--- Records provided ---

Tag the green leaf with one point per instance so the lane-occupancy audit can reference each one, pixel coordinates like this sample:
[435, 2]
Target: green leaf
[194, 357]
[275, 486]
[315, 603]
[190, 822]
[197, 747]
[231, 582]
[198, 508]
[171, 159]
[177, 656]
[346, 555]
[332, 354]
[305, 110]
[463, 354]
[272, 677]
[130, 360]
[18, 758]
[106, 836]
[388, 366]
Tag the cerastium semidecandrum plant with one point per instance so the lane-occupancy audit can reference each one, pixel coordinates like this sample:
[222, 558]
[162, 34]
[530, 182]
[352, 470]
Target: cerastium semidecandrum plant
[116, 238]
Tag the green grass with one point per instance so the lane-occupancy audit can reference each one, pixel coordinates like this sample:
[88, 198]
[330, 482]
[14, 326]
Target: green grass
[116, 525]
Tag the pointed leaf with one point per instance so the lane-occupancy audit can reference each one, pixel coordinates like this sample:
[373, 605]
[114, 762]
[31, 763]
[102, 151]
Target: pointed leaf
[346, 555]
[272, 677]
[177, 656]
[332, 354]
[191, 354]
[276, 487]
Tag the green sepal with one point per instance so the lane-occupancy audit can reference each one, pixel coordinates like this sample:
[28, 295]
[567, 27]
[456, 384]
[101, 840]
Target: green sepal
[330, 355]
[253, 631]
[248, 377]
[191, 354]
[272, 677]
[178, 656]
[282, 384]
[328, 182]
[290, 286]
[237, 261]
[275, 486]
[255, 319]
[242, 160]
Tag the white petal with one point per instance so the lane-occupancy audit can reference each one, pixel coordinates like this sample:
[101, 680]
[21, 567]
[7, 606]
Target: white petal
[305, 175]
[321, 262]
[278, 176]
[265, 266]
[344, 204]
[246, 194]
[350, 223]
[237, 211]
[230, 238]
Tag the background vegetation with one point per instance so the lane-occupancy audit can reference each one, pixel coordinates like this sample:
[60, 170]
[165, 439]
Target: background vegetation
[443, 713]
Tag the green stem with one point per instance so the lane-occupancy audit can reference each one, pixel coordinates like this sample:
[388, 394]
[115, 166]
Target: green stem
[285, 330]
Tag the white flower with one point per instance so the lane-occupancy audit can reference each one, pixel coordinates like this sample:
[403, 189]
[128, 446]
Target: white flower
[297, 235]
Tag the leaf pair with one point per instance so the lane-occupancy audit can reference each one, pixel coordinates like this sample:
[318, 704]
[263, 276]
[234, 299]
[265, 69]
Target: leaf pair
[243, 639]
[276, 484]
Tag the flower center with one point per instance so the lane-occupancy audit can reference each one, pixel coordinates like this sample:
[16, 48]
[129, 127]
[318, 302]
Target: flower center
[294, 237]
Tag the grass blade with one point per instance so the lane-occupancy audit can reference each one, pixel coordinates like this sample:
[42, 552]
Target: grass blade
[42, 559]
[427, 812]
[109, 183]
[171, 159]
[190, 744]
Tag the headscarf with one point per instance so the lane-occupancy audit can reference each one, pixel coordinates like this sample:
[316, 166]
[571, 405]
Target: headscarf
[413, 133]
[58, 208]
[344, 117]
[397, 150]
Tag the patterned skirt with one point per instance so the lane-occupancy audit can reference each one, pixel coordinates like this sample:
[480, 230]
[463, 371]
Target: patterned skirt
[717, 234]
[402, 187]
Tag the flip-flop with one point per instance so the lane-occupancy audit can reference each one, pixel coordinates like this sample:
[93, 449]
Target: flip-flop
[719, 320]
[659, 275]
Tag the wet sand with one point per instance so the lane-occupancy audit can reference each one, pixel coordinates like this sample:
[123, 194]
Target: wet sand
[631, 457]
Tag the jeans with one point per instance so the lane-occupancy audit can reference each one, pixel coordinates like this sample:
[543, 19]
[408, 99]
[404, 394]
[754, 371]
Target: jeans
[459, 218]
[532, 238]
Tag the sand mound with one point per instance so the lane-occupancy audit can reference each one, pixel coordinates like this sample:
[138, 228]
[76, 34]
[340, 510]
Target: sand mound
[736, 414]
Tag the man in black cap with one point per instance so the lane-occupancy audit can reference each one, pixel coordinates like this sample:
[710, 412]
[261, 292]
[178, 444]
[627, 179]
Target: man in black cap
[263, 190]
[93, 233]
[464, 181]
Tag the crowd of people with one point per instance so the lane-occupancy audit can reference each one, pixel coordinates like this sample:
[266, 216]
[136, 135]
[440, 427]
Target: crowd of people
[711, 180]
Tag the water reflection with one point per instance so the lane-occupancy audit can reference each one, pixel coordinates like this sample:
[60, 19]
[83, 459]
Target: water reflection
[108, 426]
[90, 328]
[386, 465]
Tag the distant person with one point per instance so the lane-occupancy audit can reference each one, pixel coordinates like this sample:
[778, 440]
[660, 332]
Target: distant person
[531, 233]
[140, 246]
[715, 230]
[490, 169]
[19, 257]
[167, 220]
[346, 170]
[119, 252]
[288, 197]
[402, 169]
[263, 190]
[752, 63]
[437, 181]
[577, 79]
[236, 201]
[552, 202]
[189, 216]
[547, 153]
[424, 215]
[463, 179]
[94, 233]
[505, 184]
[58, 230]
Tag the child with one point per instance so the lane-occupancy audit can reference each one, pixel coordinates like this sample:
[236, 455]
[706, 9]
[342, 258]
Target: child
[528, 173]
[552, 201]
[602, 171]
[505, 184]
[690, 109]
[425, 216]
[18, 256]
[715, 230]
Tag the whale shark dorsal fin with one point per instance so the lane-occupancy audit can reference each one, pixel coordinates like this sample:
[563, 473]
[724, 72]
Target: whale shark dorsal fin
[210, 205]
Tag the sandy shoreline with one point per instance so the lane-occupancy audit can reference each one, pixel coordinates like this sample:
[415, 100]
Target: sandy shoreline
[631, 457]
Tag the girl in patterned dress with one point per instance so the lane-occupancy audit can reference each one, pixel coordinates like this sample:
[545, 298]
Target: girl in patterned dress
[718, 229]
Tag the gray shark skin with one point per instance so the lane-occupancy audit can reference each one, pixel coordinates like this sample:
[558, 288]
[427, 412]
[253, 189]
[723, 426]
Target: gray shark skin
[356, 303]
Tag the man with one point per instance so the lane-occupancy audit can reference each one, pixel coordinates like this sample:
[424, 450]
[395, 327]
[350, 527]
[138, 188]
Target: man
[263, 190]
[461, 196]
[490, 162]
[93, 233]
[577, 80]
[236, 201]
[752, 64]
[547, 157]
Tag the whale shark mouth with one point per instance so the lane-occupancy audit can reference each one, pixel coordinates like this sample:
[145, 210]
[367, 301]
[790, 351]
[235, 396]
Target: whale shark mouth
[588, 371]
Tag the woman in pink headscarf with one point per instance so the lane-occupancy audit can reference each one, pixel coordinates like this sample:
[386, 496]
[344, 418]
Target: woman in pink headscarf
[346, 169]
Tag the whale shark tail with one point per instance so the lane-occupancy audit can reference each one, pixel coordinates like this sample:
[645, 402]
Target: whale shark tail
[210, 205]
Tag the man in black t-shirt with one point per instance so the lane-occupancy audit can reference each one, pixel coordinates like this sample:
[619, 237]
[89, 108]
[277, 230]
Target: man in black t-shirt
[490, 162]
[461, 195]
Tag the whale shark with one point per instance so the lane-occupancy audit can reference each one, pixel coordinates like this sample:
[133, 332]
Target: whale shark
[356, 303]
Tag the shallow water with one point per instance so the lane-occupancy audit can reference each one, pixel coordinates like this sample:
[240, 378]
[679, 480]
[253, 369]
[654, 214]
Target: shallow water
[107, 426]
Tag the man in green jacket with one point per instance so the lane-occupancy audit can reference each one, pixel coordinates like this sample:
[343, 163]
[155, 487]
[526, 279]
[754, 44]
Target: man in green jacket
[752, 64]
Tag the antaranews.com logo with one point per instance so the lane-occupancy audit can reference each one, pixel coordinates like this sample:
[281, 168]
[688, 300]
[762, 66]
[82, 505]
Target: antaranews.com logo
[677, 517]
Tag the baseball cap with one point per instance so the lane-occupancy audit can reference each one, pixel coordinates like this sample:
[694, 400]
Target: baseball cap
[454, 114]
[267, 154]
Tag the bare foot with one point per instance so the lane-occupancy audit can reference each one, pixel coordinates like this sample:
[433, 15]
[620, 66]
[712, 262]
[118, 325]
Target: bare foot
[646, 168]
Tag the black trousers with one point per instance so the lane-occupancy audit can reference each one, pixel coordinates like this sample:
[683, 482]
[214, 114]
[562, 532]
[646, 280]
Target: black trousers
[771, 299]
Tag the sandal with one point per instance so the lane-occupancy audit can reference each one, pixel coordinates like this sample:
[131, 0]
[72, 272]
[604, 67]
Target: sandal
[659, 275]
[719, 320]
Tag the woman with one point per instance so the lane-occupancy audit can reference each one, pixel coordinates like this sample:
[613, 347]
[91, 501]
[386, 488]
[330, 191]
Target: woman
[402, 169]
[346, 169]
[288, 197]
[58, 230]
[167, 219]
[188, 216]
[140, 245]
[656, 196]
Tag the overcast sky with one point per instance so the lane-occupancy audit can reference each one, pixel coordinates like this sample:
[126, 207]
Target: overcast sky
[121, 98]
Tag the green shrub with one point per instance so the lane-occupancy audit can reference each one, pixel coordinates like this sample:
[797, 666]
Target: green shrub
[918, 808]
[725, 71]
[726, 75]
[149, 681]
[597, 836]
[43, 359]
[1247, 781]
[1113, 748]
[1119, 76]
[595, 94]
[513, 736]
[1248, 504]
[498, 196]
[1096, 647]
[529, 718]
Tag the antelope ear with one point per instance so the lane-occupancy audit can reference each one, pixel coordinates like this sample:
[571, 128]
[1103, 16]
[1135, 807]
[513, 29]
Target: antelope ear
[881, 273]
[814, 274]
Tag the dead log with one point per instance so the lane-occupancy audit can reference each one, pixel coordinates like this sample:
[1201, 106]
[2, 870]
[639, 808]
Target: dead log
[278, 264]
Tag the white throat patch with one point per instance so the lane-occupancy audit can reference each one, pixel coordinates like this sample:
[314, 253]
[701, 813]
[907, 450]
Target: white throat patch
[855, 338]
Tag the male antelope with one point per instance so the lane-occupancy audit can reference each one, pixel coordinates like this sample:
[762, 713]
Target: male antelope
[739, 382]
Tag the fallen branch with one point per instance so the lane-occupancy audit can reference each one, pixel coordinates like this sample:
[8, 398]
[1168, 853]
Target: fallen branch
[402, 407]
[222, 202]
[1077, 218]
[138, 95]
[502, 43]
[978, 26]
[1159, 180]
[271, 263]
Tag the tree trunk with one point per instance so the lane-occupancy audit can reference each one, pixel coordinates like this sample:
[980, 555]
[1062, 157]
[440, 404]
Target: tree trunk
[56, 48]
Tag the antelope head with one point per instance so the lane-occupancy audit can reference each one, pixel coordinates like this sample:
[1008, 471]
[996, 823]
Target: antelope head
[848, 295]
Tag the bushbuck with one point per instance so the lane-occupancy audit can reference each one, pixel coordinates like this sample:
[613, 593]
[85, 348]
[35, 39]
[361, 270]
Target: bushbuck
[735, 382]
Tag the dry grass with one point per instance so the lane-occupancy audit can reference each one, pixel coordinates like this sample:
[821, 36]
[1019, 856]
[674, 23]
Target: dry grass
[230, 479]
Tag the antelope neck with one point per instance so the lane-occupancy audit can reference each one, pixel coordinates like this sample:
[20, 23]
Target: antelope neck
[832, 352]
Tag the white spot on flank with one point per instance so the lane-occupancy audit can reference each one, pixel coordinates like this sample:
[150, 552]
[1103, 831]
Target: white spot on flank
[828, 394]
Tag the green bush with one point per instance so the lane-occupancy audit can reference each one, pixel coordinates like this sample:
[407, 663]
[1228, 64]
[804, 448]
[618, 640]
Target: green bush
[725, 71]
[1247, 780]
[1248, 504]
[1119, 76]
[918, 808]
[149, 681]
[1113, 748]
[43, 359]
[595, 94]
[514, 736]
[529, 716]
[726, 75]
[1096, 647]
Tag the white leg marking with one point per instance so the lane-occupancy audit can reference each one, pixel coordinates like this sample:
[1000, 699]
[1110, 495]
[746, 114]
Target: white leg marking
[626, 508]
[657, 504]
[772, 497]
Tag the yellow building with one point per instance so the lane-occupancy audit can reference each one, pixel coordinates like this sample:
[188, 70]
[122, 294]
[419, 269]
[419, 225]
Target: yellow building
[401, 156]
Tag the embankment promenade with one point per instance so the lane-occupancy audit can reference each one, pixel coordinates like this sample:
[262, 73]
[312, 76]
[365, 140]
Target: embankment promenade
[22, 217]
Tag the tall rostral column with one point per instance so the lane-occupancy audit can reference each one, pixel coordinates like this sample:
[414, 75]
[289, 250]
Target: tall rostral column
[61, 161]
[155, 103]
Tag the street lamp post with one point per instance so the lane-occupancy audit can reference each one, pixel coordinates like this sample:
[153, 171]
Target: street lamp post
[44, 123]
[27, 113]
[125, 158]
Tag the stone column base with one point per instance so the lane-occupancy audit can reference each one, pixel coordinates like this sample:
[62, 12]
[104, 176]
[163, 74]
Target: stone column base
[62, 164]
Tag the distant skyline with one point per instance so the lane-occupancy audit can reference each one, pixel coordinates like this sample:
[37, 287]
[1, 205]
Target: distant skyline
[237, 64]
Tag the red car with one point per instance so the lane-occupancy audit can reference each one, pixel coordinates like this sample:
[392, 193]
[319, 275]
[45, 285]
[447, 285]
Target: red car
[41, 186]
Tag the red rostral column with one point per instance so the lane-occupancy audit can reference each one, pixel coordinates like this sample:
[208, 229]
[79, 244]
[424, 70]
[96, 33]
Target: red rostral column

---

▶ [Work to complete]:
Repeat, character for character, the lines from the one that holds "Tag the stone" to the final line of the material, inclusive, and no other lines.

▶ [Finished exercise]:
Tag the stone column base with one point per instance so the lane-occupancy audit can reference each one, pixel coordinates like this sample:
[62, 12]
[104, 176]
[163, 74]
Target: stone column base
[62, 164]
Tag the distant skyline with one point per instance so the lane-occupancy audit can reference each one, pixel coordinates like this sample:
[37, 287]
[1, 205]
Target: distant skyline
[237, 64]
Tag the red car with one point per instance so the lane-occupancy audit can reference each one, pixel coordinates like this sample:
[392, 193]
[319, 275]
[45, 285]
[447, 285]
Target: red car
[41, 186]
Tag the red rostral column with one point per instance so the lane-occupancy audit can reference each one, pixel coordinates like this sample:
[208, 229]
[79, 244]
[424, 70]
[96, 33]
Target: red rostral column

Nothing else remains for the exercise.